─── Records to process

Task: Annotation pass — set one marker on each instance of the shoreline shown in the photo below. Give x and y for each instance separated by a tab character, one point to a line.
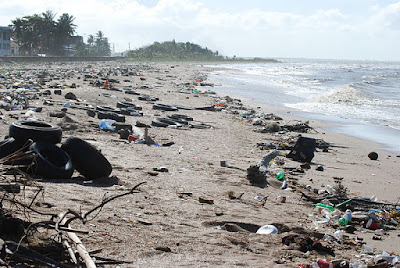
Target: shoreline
165	224
383	136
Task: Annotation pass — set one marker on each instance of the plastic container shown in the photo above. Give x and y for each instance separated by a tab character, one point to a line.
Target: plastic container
338	234
366	249
107	124
348	215
324	264
343	221
319	205
267	229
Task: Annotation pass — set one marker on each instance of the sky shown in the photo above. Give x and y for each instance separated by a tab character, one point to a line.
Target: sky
328	29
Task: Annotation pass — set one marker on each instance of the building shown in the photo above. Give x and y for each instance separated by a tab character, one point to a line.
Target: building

──────

» **Set exercise**: Could you copy out the rows from the line containing "of the plastic" through the last row, both ends included, offsetting every x and y coordinate in the answers by -32 and leaving all other text unchanged?

» **Worked solution**:
Task: Annotation pass — set one marker on each instance of the plastic container shown in the photo above. Give x and y for each instance separated by a tab character, one point to a line.
Target: plastic container
306	202
334	217
75	92
316	183
292	232
311	189
287	173
235	197
Task: Annotation pass — set one marker on each instance of the sky shown in the photo above. Give x and y for each instance separated by a tab character, one point to a line.
Target: sky
296	-3
Task: Annotation pass — set one marker on each instance of the building shown in the photo above. Give x and y for each instance separated by a tab character, one point to a line.
Target: building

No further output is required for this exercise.